● Text passage
┌────────
With the introduction of the MacPlus and it's advanced (128k) ROM, some help was provided for programmers wanting to execute code with precise timing. One of the two timers in the Macintosh had been responsible for timing the disk drive. The new 800k sony disk mechanism did its own timing. Apple turned the use of that timer over to programmers. The original time manager, introduced at that time, gave programmers a safe method for using the built-in timers on the Macintosh logic board to execute a subroutine with some fixed delay, or to execute them repetitively at some fixed interval. And it queued timing tasks so multiple programs could use the timer.
└────────
● Extracted data
┌────────
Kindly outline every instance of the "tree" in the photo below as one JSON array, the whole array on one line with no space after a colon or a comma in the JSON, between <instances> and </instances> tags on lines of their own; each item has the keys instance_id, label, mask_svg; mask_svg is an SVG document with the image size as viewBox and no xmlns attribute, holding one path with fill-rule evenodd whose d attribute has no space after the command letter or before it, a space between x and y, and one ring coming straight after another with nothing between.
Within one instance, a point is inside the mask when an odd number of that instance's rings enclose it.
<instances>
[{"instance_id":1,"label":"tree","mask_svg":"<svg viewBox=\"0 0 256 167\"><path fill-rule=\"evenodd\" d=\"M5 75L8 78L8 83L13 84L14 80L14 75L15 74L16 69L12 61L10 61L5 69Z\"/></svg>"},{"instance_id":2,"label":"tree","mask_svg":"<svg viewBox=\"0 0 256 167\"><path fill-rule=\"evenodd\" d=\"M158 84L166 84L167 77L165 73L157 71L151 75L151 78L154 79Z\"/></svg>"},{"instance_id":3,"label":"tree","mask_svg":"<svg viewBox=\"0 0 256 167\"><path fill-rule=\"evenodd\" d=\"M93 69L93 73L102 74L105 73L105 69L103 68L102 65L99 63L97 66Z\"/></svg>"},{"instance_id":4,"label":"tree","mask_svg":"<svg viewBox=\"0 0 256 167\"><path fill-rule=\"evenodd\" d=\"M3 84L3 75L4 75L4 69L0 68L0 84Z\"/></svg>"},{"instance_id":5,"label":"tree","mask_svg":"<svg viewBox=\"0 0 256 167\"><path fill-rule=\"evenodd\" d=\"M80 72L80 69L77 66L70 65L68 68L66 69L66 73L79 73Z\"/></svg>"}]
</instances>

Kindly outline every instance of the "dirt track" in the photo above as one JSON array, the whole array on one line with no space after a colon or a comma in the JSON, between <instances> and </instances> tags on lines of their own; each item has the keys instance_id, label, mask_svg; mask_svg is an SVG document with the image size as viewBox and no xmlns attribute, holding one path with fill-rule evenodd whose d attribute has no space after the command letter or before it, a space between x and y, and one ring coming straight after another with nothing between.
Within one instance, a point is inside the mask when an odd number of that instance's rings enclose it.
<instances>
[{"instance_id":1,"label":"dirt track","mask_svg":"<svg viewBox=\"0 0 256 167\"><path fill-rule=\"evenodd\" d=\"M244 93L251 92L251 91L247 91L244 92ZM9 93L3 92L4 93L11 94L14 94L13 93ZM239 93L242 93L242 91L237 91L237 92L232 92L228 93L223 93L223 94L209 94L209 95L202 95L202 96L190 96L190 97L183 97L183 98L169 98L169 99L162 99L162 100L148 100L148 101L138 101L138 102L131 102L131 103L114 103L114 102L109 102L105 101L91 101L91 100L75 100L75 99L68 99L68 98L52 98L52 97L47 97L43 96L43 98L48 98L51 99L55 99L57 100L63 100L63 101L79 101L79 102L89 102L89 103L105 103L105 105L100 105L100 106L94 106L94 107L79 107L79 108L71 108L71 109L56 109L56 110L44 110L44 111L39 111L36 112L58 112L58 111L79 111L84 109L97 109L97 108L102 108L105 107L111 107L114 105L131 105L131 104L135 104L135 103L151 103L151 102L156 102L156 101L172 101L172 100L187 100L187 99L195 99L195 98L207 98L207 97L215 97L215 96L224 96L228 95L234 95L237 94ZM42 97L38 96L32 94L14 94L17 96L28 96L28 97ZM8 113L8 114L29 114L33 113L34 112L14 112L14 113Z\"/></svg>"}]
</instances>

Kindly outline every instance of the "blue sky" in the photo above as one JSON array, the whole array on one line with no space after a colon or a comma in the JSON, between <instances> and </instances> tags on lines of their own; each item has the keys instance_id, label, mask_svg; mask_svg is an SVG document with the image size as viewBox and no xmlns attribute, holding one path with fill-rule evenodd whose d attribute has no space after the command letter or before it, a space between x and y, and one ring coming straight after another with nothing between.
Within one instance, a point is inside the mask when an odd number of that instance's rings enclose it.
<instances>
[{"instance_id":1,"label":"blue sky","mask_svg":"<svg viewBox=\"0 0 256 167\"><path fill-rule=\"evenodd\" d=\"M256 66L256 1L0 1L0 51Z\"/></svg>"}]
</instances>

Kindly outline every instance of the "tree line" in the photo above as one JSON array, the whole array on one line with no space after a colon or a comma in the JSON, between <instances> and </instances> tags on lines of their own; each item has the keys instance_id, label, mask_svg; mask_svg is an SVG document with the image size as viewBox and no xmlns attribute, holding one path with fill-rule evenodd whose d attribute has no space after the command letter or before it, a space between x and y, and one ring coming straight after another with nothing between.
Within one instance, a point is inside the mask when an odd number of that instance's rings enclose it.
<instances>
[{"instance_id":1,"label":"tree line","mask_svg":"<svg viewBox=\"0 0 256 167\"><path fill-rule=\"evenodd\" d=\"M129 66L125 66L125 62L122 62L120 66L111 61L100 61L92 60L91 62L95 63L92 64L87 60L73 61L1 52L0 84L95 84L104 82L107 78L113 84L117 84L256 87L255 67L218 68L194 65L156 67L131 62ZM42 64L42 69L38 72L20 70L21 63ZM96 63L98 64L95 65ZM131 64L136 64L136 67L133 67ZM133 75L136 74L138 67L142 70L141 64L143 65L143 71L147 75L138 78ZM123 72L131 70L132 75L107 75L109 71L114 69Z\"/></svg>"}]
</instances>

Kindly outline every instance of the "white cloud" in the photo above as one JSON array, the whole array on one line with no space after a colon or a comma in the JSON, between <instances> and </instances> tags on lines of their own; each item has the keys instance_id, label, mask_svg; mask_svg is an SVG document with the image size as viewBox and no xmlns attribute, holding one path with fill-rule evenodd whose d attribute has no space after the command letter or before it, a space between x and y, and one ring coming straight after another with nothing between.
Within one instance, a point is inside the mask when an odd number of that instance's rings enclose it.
└────────
● Problem statement
Condense the paragraph of the Macintosh timing text that begins "With the introduction of the MacPlus" into a short bulleted list that keeps its main facts.

● Solution to this exercise
- The MacPlus and its 128k ROM gave programmers some help in running code with precise timing.
- One of the Macintosh's two timers had timed the disk drive. The new 800k Sony mechanism did its own timing, so Apple turned that timer over to programmers.
- The original time manager was introduced then. It gave programmers a safe way to use the logic board's built-in timers to run a subroutine after a fixed delay or repeatedly at a fixed interval.
- It queued timing tasks so that multiple programs could use the timer.